» SOURCE PASSAGE
Segment Open

I looked on a bottle of RC Cola

only symbol I see is a circled R. I always thought that meant trademark. Am I wrong?

It's time! Rand Paul 2016!

"Truth, Justice, and the American Way!"

correct, the...

circle R is trademark. there is a list of the symbols they use in the article.

free market

This is what a free market is all about. And, as someone who prefers kosher meat, I'm happy to pay the surcharge.

I knew about this a long time ago and won't eat . . .

beef that isn't locally grown and slaughtered (and I live in a rural area far from any large city)--

buying local does help; growing your own food does help; making things from 'scratch' does help--

but some basics can't avoid this 'tax'--

maybe it's not a tax; I am not sure what it would be called; there are times when there is nothing else to buy--

I'll check my containers of olive oil and the bags of organic legumes/grains I buy--

to see if that little "k" is on there--

As with anything basically good, it can be taken too far--

there may have been a good intent in the first place; I suppose the time needed by the rabbi to inspect is worth something--

but then I respect the rights of those who are neither Jewish (nor Islamic; Muslims don't appreciate the use of pigs for ingestion either) nor like myself, a Christian who tries to consider sound dietary recommendations and doesn't eat pork--

so it concerns me--

it's hard to be awake; it's easier to dream--

definition of tax

i read the article and I didn't see anithing that make the payment compulsory under the law and the threat of violence, therefore this is not a tax.

You're right-

It's a racket.

Simple solution.If you don't

Simple solution.

If you don't want to pay the Kosher tax look at the label and don't buy that product.

you are correct!

but just going through my kitchen and man.... I'd probably go hungry if I had to avoid it at every turn.

The cereal in the cupboard, the bottled water that sits in front of me, and the pediasure we just bought are all in. Not to mention the milk, apple juice, and vegetable oil.

True, But...

Many, many food items are 'automatically kosher' so therefore a company can place the K symbol on it even if no rabbi has been involved whatsoever. It then becomes a bonus marketing feature for the company and costs *nothing*.

If you see a U with a circle around it, that probably means that orthodox rabbis made sure it was kosher through some type of inspection process at some point. It is 'vouched for' to some degree.

Segment Closed

» REQUIRED ACTIONS
A) Copy the part of the comment thread from "It's a racket." to "at every turn.".
B) Answer these questions about the comment thread:
(i) According to the reply to the RC Cola post, what does a circled R mean?
(ii) On which items does one commenter plan to check for the little "k"?
(iii) What does a U with a circle around it probably mean?
C) Sum up the comment thread in two sentences.

» DATA
Segment Open

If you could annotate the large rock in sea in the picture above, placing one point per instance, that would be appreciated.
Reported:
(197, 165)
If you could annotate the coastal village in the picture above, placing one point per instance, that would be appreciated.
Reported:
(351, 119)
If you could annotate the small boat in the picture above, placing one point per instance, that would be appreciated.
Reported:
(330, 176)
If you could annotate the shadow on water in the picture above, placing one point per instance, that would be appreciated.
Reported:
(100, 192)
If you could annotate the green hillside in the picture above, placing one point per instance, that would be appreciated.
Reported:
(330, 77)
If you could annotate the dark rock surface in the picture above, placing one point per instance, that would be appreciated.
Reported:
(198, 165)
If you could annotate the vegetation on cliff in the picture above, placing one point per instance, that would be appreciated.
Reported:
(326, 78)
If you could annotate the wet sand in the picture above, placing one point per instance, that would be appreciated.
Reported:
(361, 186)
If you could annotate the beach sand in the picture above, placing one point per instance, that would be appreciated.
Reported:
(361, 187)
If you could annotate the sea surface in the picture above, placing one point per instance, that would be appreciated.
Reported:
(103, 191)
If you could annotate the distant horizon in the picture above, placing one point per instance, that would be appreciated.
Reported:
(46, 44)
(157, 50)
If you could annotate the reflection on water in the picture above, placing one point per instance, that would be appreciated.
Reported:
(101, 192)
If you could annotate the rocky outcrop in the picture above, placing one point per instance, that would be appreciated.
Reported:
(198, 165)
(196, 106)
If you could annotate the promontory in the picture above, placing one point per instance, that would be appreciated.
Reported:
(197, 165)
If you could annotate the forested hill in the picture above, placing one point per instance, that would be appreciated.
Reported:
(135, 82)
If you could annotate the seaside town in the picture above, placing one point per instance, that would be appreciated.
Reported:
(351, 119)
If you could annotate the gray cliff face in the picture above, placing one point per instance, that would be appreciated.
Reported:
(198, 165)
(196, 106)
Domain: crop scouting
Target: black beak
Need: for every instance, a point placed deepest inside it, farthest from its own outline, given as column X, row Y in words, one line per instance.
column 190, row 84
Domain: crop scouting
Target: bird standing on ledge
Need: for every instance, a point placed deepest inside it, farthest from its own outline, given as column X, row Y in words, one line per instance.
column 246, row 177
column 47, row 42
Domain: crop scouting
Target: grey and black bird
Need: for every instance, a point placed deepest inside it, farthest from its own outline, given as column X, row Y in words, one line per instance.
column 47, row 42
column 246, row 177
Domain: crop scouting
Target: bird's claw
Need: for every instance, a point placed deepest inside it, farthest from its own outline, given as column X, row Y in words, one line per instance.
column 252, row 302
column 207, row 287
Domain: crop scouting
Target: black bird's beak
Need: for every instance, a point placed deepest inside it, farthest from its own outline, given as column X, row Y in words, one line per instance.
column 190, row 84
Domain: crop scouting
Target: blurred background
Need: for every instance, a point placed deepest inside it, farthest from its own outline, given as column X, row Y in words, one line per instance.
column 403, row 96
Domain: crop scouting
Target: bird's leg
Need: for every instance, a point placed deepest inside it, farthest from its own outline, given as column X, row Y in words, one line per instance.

Segment Closed

» RESULTS FOR EACH TASK
A)
It's a racket.

Simple solution.If you don't

Simple solution.

If you don't want to pay the Kosher tax look at the label and don't buy that product.

you are correct!

but just going through my kitchen and man.... I'd probably go hungry if I had to avoid it at every turn.

B)
(i) Trademark.
(ii) Containers of olive oil and bags of organic legumes/grains.
(iii) That orthodox rabbis made sure the product was kosher through some type of inspection process at some point.

C) Commenters discuss kosher labels on food, with some calling the cost a "tax" or a racket and one arguing it is not a tax because nothing makes the payment compulsory under the law. Others note that the symbol is on many everyday items, that many foods are automatically kosher so a company can add the K symbol with no rabbi involved, and that a circled U probably means orthodox rabbis inspected the product.